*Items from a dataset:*

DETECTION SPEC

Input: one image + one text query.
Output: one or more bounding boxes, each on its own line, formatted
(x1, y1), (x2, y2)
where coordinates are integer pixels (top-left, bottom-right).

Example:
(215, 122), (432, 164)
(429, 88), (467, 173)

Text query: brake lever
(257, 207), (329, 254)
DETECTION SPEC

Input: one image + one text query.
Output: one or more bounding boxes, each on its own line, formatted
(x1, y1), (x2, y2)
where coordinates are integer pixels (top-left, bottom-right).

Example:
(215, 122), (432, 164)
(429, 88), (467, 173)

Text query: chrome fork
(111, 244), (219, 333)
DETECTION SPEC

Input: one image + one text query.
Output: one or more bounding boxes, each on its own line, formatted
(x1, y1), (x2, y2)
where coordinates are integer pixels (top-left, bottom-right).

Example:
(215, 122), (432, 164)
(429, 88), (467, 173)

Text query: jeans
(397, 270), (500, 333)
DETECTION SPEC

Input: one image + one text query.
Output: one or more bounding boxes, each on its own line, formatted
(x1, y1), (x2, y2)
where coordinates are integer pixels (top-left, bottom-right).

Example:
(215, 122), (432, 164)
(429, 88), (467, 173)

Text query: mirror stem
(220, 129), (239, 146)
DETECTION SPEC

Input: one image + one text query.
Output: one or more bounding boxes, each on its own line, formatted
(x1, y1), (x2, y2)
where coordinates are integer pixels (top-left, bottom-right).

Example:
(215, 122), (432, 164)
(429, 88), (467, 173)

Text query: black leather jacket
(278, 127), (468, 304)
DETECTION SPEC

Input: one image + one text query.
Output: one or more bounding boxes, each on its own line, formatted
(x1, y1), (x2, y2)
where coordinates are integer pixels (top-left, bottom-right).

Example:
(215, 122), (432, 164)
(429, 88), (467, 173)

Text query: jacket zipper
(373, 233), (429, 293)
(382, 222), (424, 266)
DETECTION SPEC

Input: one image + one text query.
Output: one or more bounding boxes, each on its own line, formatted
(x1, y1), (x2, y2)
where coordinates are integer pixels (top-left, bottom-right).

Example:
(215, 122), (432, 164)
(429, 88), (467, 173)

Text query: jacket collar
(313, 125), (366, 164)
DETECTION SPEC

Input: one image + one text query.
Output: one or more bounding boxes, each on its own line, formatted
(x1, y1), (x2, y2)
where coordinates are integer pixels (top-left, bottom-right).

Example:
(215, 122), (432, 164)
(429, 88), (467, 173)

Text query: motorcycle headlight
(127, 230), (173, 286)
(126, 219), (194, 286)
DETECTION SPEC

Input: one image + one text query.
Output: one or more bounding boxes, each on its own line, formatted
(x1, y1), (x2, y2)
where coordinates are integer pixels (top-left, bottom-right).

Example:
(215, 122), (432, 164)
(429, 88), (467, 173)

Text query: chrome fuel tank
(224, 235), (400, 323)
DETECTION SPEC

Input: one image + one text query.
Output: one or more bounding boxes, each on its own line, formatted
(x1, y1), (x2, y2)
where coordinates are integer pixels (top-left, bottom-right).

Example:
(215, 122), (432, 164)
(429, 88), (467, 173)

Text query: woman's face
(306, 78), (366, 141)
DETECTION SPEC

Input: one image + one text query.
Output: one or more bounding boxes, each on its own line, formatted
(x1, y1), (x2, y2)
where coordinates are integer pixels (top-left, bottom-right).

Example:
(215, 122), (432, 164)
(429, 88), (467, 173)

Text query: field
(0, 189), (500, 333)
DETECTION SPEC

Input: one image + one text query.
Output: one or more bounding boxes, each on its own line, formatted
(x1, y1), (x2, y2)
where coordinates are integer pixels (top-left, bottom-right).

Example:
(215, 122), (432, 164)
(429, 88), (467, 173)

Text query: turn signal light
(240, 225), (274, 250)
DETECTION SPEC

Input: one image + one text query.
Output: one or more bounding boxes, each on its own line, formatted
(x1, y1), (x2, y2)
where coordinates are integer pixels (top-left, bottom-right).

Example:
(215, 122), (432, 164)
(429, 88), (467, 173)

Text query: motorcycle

*YOUR TASK:*
Recast every line of the listing above as a JSON list of strings, one string per line, with blank lines omitted.

*FULL ANSWER:*
[
  "DETECTION SPEC",
  "Input: one image + one text query.",
  "Output: one or more bounding boxes, each on its own line, formatted",
  "(x1, y1), (x2, y2)",
  "where coordinates are integer pixels (top-left, bottom-right).",
  "Example:",
  "(215, 122), (432, 164)",
  "(429, 88), (467, 173)",
  "Text query: brake lever",
  "(257, 207), (329, 254)",
  "DETECTION SPEC",
  "Input: one image + one text query.",
  "Output: one or more bounding boxes, each on its own line, formatted",
  "(x1, y1), (x2, y2)",
  "where coordinates are integer pixels (top-left, bottom-right).",
  "Example:",
  "(215, 122), (432, 164)",
  "(429, 88), (467, 173)",
  "Text query: chrome fork",
  "(111, 244), (219, 333)",
  "DETECTION SPEC",
  "Input: one image + one text query.",
  "Output: one or more bounding boxes, each on its own line, formatted",
  "(x1, y1), (x2, y2)",
  "where coordinates are integer pixels (top-left, bottom-right).",
  "Example:",
  "(215, 122), (432, 164)",
  "(429, 88), (467, 173)",
  "Text query: jeans",
  "(397, 270), (500, 333)",
  "DETECTION SPEC",
  "Input: one image + one text query.",
  "Output: one or more bounding boxes, each on its own line, formatted",
  "(x1, y1), (x2, y2)",
  "where coordinates are integer pixels (top-left, bottom-right).",
  "Example:",
  "(215, 122), (432, 164)",
  "(429, 88), (467, 173)",
  "Text query: mirror stem",
  "(220, 129), (239, 146)",
  "DETECTION SPEC",
  "Input: one image + one text query.",
  "Output: one or more bounding boxes, each on its own line, formatted",
  "(x1, y1), (x2, y2)",
  "where coordinates are integer pixels (top-left, bottom-right).",
  "Example:",
  "(215, 122), (432, 164)",
  "(429, 88), (467, 173)",
  "Text query: black leather jacket",
  "(278, 127), (468, 304)",
  "DETECTION SPEC",
  "Input: one image + one text query.",
  "Output: one or more bounding boxes, each on its own line, formatted",
  "(x1, y1), (x2, y2)",
  "where coordinates are integer pixels (top-left, bottom-right).",
  "Example:",
  "(215, 122), (432, 164)",
  "(429, 88), (467, 173)",
  "Text query: jacket zipper",
  "(373, 233), (429, 293)",
  "(382, 222), (424, 266)",
  "DETECTION SPEC",
  "Input: one image + one text query.",
  "Output: one or more bounding boxes, each on its own line, formatted",
  "(x1, y1), (x2, y2)",
  "where coordinates are integer pixels (top-left, bottom-right).",
  "Example:",
  "(215, 122), (432, 164)",
  "(429, 88), (467, 173)",
  "Text query: jacket collar",
  "(313, 125), (366, 164)",
  "DETECTION SPEC",
  "Input: one image + one text query.",
  "Output: one or more bounding boxes, each on its own line, formatted",
  "(x1, y1), (x2, y2)",
  "where coordinates are integer pixels (top-left, bottom-right).",
  "Example:",
  "(215, 122), (432, 164)",
  "(429, 88), (467, 173)",
  "Text query: motorcycle headlight",
  "(127, 230), (173, 286)",
  "(126, 219), (194, 286)",
  "DETECTION SPEC",
  "Input: one image + one text query.",
  "Output: one or more bounding boxes, each on its own line, formatted",
  "(x1, y1), (x2, y2)",
  "where coordinates are integer pixels (top-left, bottom-right).",
  "Example:",
  "(215, 122), (432, 164)",
  "(429, 88), (467, 173)",
  "Text query: chrome fuel tank",
  "(224, 235), (400, 323)",
  "DETECTION SPEC",
  "Input: one image + one text query.",
  "Output: one or more bounding boxes, each on its own line, formatted",
  "(x1, y1), (x2, y2)",
  "where coordinates are integer pixels (top-left, bottom-right).",
  "Example:",
  "(215, 122), (432, 164)",
  "(429, 88), (467, 173)",
  "Text query: woman's face",
  "(306, 78), (366, 141)",
  "DETECTION SPEC",
  "Input: one image + one text query.",
  "Output: one or more bounding boxes, each on its own line, formatted",
  "(x1, y1), (x2, y2)",
  "where coordinates are integer pixels (top-left, bottom-right).",
  "Example:",
  "(215, 122), (432, 164)",
  "(429, 88), (467, 173)",
  "Text query: field",
  "(0, 189), (500, 333)",
  "DETECTION SPEC",
  "Input: one image + one text query.",
  "Output: one or more bounding boxes, each on its own line, formatted",
  "(x1, y1), (x2, y2)",
  "where coordinates are integer pixels (top-left, bottom-right).",
  "Example:",
  "(215, 122), (432, 164)",
  "(429, 88), (467, 173)",
  "Text query: turn signal light",
  "(240, 225), (274, 250)",
  "DETECTION SPEC",
  "Input: one image + one text query.",
  "Output: one or more bounding boxes, each on its own line, formatted",
  "(x1, y1), (x2, y2)",
  "where coordinates are integer pixels (top-left, bottom-right).",
  "Example:",
  "(215, 122), (432, 164)",
  "(429, 88), (467, 173)",
  "Text query: motorcycle"
]